Op te lossen opgave:
Zet alle regels van de records hieronder om naar een JSON-lijst van strings, met één string per regel en zonder lege regels. Laat de afbeeldingen buiten het antwoord.
===== Aangeleverde gegevens
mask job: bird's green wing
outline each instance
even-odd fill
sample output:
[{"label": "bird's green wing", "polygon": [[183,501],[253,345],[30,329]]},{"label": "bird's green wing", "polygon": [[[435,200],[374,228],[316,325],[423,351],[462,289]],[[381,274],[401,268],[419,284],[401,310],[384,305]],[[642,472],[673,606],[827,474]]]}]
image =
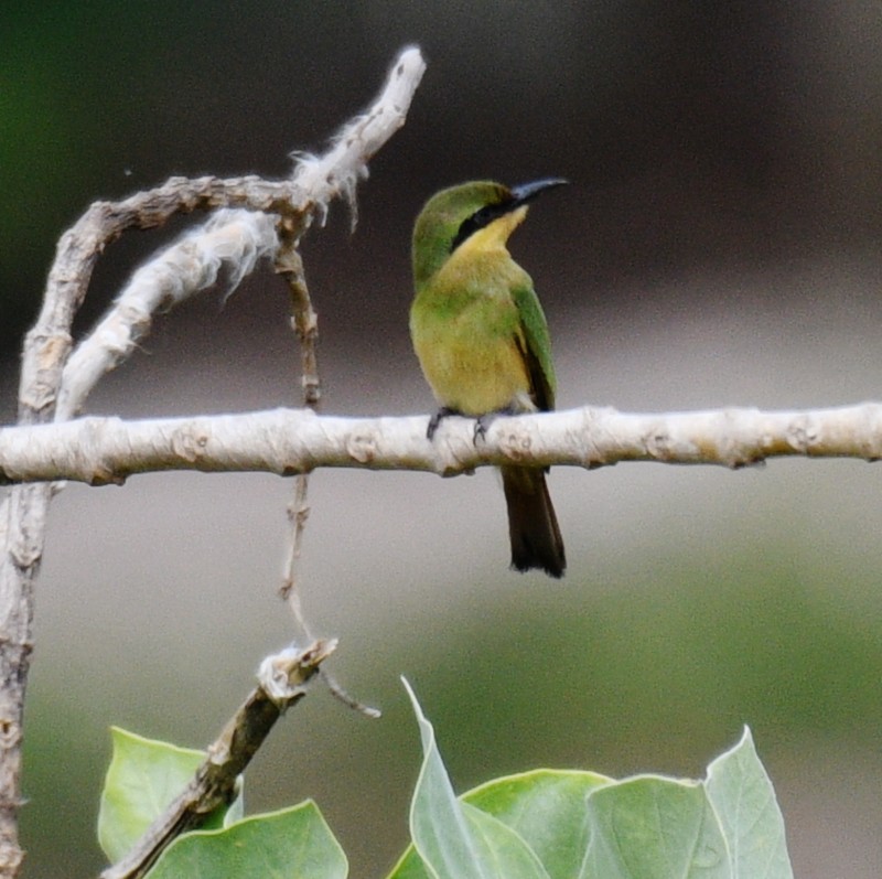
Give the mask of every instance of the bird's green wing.
[{"label": "bird's green wing", "polygon": [[512,299],[520,318],[523,340],[518,340],[518,344],[527,362],[536,405],[542,411],[550,411],[555,408],[557,389],[555,364],[551,362],[551,339],[533,281],[527,278],[526,283],[514,287]]}]

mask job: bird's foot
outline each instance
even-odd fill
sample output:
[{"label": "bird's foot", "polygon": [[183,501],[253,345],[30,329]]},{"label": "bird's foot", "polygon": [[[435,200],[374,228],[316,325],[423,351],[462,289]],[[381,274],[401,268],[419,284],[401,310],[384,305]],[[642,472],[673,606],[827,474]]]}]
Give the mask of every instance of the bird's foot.
[{"label": "bird's foot", "polygon": [[432,440],[434,438],[434,431],[438,430],[439,425],[445,419],[450,418],[451,415],[460,415],[455,409],[450,409],[447,406],[442,406],[430,419],[429,419],[429,427],[426,430],[426,438],[428,440]]},{"label": "bird's foot", "polygon": [[484,412],[484,415],[480,415],[475,419],[475,432],[474,432],[474,442],[477,444],[478,440],[483,440],[487,436],[487,431],[490,430],[490,426],[501,416],[501,415],[518,415],[520,410],[515,409],[513,406],[509,406],[505,409],[496,409],[493,412]]}]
==========
Juiste uitkomst:
[
  "mask job: bird's green wing",
  "outline each instance",
  "even-odd fill",
  "sample output:",
  "[{\"label\": \"bird's green wing\", \"polygon\": [[183,501],[253,345],[30,329]]},{\"label\": \"bird's green wing\", \"polygon\": [[[435,200],[374,228],[316,325],[423,351],[462,289]],[[381,274],[401,268],[419,284],[401,310],[384,305]],[[642,472],[673,606],[827,474]]]}]",
  "image =",
  "Give the mask of every instance of the bird's green wing.",
  "[{\"label\": \"bird's green wing\", \"polygon\": [[512,299],[520,318],[523,340],[518,340],[518,344],[527,362],[536,405],[542,411],[550,411],[555,408],[557,389],[555,364],[551,362],[551,339],[533,281],[527,278],[526,283],[514,287]]}]",
  "mask job: bird's foot",
  "outline each instance",
  "even-odd fill",
  "sample output:",
  "[{\"label\": \"bird's foot\", \"polygon\": [[183,501],[253,345],[30,329]]},{\"label\": \"bird's foot\", \"polygon\": [[[435,200],[374,228],[316,325],[423,351],[462,289]],[[381,274],[401,268],[419,284],[401,310],[384,305]],[[642,472],[673,606],[827,474]]]}]",
  "Give the mask of every instance of the bird's foot.",
  "[{\"label\": \"bird's foot\", \"polygon\": [[432,440],[434,438],[434,431],[438,430],[439,425],[445,419],[450,418],[451,415],[460,415],[455,409],[450,409],[447,406],[442,406],[430,419],[429,419],[429,427],[426,430],[426,438],[428,440]]},{\"label\": \"bird's foot\", \"polygon\": [[484,412],[484,415],[480,415],[475,419],[475,432],[474,432],[474,442],[477,444],[478,440],[483,440],[487,436],[487,431],[490,430],[490,426],[501,416],[501,415],[518,415],[520,410],[515,409],[513,406],[509,406],[505,409],[496,409],[493,412]]}]"
]